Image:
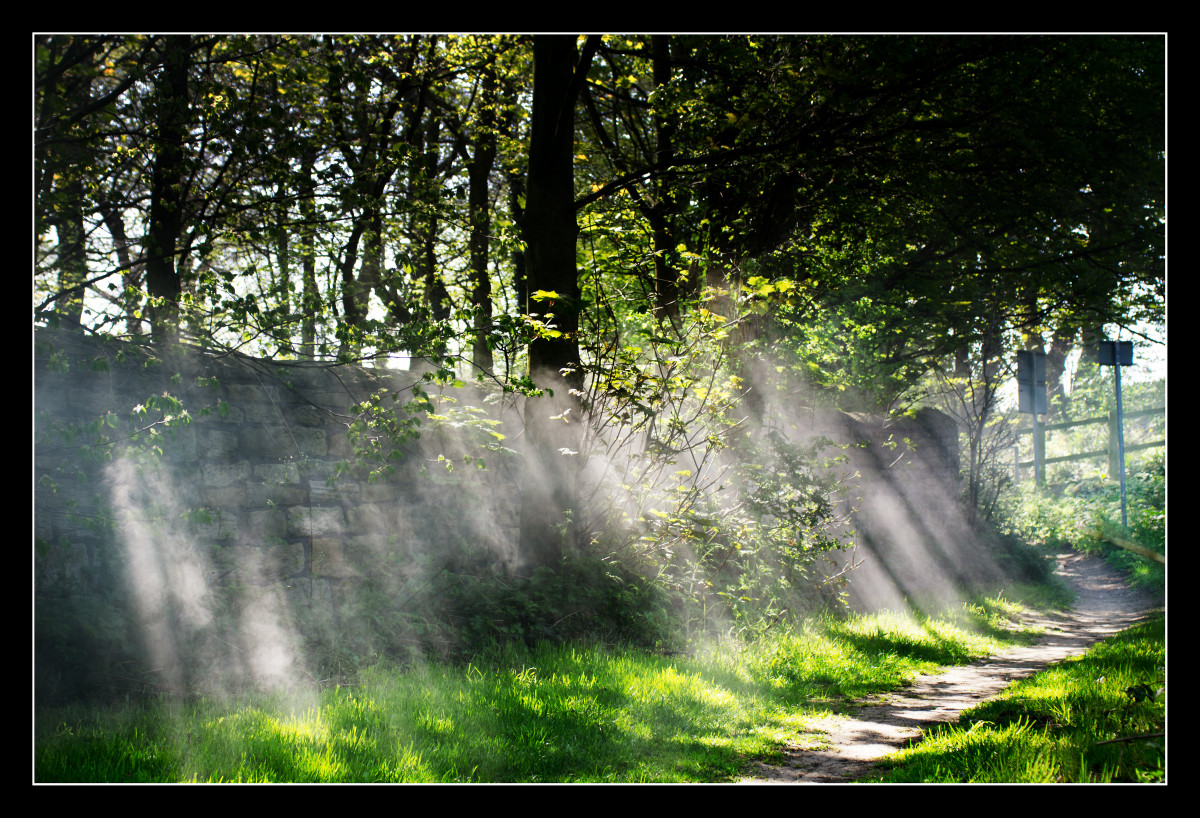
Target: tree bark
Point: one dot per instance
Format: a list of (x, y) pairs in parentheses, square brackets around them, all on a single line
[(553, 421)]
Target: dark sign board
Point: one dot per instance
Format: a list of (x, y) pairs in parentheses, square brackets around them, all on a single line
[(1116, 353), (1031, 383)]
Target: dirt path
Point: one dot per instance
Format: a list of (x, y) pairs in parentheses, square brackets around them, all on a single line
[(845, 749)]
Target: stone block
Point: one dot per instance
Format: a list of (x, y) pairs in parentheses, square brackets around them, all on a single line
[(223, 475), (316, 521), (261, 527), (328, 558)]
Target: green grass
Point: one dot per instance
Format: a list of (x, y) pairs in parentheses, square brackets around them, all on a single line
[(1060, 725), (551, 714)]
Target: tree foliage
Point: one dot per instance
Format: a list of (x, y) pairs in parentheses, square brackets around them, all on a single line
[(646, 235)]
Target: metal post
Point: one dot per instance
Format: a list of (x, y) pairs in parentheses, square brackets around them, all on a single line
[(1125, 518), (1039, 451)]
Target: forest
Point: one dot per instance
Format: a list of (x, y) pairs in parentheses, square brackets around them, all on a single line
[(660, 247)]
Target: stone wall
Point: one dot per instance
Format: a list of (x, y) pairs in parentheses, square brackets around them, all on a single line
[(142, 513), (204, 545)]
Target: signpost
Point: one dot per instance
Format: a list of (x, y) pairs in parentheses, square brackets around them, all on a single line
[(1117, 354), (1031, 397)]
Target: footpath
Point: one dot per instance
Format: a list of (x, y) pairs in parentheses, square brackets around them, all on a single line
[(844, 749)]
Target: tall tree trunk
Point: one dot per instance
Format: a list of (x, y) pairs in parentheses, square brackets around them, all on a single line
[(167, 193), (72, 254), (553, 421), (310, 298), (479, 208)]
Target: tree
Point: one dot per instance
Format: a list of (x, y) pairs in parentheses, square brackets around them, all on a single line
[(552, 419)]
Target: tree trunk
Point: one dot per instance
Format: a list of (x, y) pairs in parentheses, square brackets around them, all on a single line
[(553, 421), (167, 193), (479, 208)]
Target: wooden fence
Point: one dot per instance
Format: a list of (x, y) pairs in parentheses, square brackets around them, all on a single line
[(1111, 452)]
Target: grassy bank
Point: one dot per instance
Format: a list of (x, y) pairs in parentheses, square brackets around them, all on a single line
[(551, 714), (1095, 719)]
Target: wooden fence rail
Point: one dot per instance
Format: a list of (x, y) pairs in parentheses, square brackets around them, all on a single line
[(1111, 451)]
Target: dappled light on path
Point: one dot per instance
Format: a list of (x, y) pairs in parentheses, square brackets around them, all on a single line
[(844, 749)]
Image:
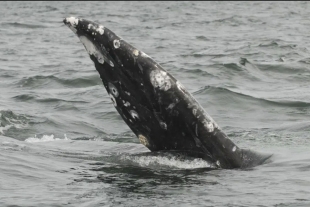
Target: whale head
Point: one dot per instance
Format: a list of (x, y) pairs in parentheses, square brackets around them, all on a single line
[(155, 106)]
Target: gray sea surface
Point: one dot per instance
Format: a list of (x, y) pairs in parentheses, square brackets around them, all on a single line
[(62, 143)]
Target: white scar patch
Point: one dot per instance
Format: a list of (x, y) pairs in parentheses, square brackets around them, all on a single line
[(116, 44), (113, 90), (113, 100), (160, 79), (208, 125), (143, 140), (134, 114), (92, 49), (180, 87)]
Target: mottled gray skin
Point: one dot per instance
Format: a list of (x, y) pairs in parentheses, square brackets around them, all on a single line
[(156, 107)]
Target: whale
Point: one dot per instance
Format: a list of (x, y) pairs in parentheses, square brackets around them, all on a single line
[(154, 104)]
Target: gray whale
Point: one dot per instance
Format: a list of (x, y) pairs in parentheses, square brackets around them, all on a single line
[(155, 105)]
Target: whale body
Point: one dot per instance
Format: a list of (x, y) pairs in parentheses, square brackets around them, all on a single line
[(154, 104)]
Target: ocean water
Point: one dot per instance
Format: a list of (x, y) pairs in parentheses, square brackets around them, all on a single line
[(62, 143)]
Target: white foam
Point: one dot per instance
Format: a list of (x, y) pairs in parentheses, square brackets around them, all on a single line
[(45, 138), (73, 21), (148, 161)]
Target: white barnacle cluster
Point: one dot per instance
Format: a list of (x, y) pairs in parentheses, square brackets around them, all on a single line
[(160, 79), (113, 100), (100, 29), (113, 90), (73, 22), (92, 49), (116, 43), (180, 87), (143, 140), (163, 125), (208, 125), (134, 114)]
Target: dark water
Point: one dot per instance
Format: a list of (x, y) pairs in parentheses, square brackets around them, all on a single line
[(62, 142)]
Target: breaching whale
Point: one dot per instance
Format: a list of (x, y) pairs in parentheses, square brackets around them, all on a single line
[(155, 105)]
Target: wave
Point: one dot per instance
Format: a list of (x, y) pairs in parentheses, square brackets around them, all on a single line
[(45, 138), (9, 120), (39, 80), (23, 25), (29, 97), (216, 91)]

--*--

### EXERCISE REQUIREMENTS
Produce the data again character for character, with the images left out.

### WRITTEN REPLY
Image:
Target: tree bark
Point: one dot per instance
Format: a list of (x, y) pairs in parentheses, square brackets around them, all on a single line
[(553, 421)]
Target: dark sign board
Point: one dot per instance
Format: a list of (x, y) pairs in parentheses, square brackets around them, all on a single line
[(1116, 353), (1031, 383)]
Target: dirt path
Point: one dot per instance
Format: a list of (x, y) pairs in parentheses, square brackets around them, all on a single line
[(845, 749)]
Target: stone block
Point: one dot per instance
Format: a list of (x, y) pairs in parentheses, square brackets around them, all on a single line
[(223, 475), (316, 521), (261, 527), (328, 558)]
Target: green grass
Point: one dot per instance
Format: a list of (x, y) pairs in parentheses, square brackets around them, all on a single line
[(1060, 725), (551, 714)]
Target: tree foliage
Point: one dot per instance
Format: a list of (x, y) pairs in parentheses, square brackets around them, all on a single line
[(646, 235)]
Target: metal post
Point: one dot per instance
Format: a list of (x, y) pairs in parentheses, square brackets around them, all on a single line
[(1125, 518), (1039, 451)]
Target: forest
Point: one dot per instance
Format: a list of (x, y) pairs in parentheses, square brackets around them, all on a single line
[(660, 247)]
Target: stone wall
Point: one dot per instance
Format: a list of (x, y) pairs in parentheses, square brackets around them, all on a single line
[(142, 513), (204, 545)]
Target: signpost
Point: one dot per instance
Format: a list of (x, y) pairs in parentheses, square brackets around them, all on a single line
[(1117, 354), (1031, 397)]
Target: footpath
Point: one dot per instance
Format: a list of (x, y) pairs in parentheses, square brackets around them, all on a single line
[(844, 749)]
Target: tall tree trunk
Point: one dot per instance
Format: a list of (x, y) pairs in parentheses, square brackets around them, all on a single line
[(167, 193), (72, 254), (553, 421), (310, 298), (479, 208)]
Target: tree
Point: one dot per instance
Format: a list of (x, y) pairs in parentheses, square brackets around them, all on a single line
[(552, 419)]
Target: tree trunk
Point: one dot per instance
Format: a list of (x, y) pairs in parentheses, square brackets around them, all on a single line
[(553, 421), (167, 193), (479, 208)]
Target: wooden fence
Point: one dot per instance
Format: a list of (x, y) pairs in parentheses, square brackets around them, all on a single line
[(1111, 452)]
Target: grassy bank
Point: one dot per instance
Format: a list of (x, y) pairs in parentheses, square brackets around them, all on a single line
[(551, 714), (1095, 719)]
Target: wooden fence rail
Point: one dot per instance
Format: a list of (x, y) pairs in parentheses, square brackets around them, all on a single line
[(1111, 451)]
Target: dappled light on path
Point: one dot per instance
Format: a list of (x, y) pairs in parentheses, square brackets around them, all on a single line
[(844, 749)]
Image:
Target: whale head
Point: one dot per instance
Format: a list of (x, y) pairs in parentheses, square brackets around them, all on a single line
[(155, 106)]
Target: gray sea surface
Point: one dot per instance
Format: a list of (x, y) pairs in parentheses, square brackets around them, all on a single line
[(62, 143)]
Target: white scar patch
Point: one dot per instance
Format: a list of (x, y) pairs in parentheses, square brackets around them, all on a single line
[(116, 44), (113, 90), (113, 100), (160, 79), (208, 125), (143, 140), (134, 114), (92, 49), (180, 87)]
Target: mottled gray skin
Point: one dot per instance
Format: a list of (x, y) pairs in parentheses, square brackets around them, all on a single line
[(156, 107)]
Target: whale
Point: one dot per instance
Format: a list of (x, y) pairs in parentheses, square brackets around them, all on a single line
[(154, 104)]
Target: gray whale
Point: one dot per instance
Format: a list of (x, y) pairs in parentheses, square brackets around them, all on a single line
[(155, 105)]
Target: whale body
Point: one dot per instance
Format: a list of (x, y) pairs in parentheses, square brackets around them, all on a single line
[(154, 104)]
Target: ocean water
Point: one dot per instance
Format: a list of (x, y) pairs in parentheses, square brackets around them, all on a single line
[(62, 143)]
Target: white foam
Point: one dot per instance
Format: a list of (x, y) pairs in parentheses, square brackets around them, all on a single line
[(45, 138), (73, 21), (148, 161)]
Target: white barnacle cluster
Point: one dot per instance
Format: a list of (x, y) pairs in parentheses, square brackets around them, all on a single line
[(160, 79), (113, 100), (100, 29), (113, 90), (73, 22), (92, 49), (116, 43), (180, 87), (143, 140), (163, 125), (208, 125), (134, 114)]
Target: dark water
Point: one dot per instance
Format: a list of (x, y) pairs in parentheses, square brackets around them, all on a single line
[(62, 142)]
Target: breaching whale
Point: one dot per instance
Format: a list of (x, y) pairs in parentheses, square brackets around them, all on a single line
[(155, 105)]
Target: wave
Point: one dot per instance
Format: a list of (x, y) pairs in parentheses, square brackets around them, all on a single line
[(45, 138), (9, 120), (39, 80), (23, 25), (29, 97), (216, 91)]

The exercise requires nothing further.